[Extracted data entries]
# # #

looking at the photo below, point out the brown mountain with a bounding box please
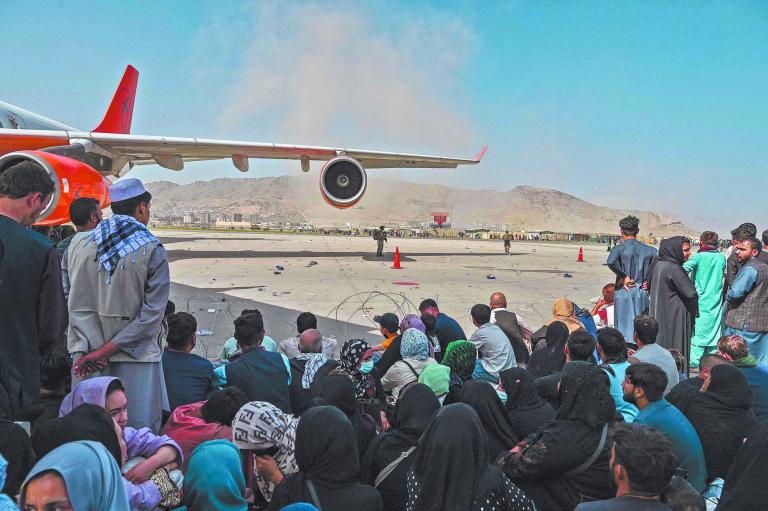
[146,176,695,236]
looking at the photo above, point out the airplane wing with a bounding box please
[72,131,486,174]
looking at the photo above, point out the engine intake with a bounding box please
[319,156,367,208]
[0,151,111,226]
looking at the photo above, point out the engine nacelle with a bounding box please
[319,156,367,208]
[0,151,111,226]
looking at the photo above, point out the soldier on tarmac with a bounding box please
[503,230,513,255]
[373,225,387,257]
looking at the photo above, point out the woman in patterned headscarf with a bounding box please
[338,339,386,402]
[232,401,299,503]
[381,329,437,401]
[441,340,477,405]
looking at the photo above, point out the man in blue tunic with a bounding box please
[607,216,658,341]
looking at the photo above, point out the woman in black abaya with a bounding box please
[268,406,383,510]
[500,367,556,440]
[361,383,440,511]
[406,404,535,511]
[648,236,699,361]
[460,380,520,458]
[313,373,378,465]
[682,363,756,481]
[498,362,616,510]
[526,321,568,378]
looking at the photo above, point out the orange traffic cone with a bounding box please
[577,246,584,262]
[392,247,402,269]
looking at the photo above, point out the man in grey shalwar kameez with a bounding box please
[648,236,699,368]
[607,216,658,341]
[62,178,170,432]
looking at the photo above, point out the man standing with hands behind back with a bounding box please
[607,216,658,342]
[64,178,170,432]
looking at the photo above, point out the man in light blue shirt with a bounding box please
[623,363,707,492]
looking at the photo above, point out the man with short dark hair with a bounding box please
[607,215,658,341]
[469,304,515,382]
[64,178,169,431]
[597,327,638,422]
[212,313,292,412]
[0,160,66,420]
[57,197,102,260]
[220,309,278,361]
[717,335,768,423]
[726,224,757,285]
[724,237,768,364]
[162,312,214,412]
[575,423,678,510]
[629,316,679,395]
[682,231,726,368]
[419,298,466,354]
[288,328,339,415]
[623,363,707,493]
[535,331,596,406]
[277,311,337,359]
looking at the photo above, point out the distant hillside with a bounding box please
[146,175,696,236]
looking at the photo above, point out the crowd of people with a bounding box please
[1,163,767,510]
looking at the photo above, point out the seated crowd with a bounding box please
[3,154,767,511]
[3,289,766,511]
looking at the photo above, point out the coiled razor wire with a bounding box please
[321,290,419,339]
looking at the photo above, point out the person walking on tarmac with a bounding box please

# # #

Nothing but the pictures may be dropped; output the records above exactly.

looking at the photo below, point out the brown mountain with a bounding box please
[146,176,695,236]
looking at the photo above, point out the airplane wing with a bounding box please
[72,131,486,174]
looking at the photo above, point out the engine intake with a bounding box please
[319,156,367,208]
[0,151,111,226]
looking at the photo above, point out the engine nacelle with a bounding box please
[319,156,367,208]
[0,151,111,226]
looking at the photo above, point out the soldier on tarmac with a bounding box please
[503,230,513,255]
[373,225,387,257]
looking at the photo above, point out the woman in patterned headscarf with a bounding box please
[338,339,386,402]
[232,401,299,503]
[381,329,437,401]
[441,340,477,405]
looking at the photo above, point out the man in blue tunic with a bounding box please
[607,216,658,341]
looking at the photo above, point out the woman in black abaya with a bounding box please
[268,406,383,510]
[500,367,556,440]
[361,383,440,511]
[406,404,535,511]
[648,236,699,361]
[460,380,520,458]
[313,373,378,465]
[682,363,756,481]
[498,362,616,510]
[526,321,568,378]
looking at the photo above, point out the orange traffic cone with a bounding box please
[577,246,584,262]
[392,247,402,269]
looking at the photo above, point out the man in grey shalwar kameez with a bounding box please
[648,236,699,368]
[607,216,658,341]
[62,178,170,432]
looking at the photo above, point out the man standing with hands behind back with a bounding box please
[607,216,658,342]
[64,178,170,432]
looking at the photo above, point out the man in light blue shirt with a bounding box please
[623,363,707,492]
looking at the photo above, point out the man with short dark hair with a bounding box please
[607,215,658,341]
[469,304,515,382]
[64,178,169,431]
[597,327,638,422]
[212,313,292,412]
[0,160,66,420]
[57,197,102,260]
[220,309,278,361]
[717,335,768,423]
[726,224,757,285]
[724,237,768,364]
[162,312,214,412]
[575,423,678,510]
[629,316,679,395]
[682,231,726,368]
[419,298,466,354]
[288,328,339,415]
[623,363,707,493]
[535,331,596,406]
[277,311,337,359]
looking at the photo above, point out the distant hillside with a bounding box please
[146,175,696,236]
looking at the photo above, point out the crowd of people with a bounding box please
[1,163,767,510]
looking at the photo above, point out the seated crowd with a bounding box please
[3,154,767,511]
[3,289,766,511]
looking at the photo above, point out the coiled razor wire with a bounding box please
[321,290,419,339]
looking at the photo above, point out the person walking on tarmac with a bounding box please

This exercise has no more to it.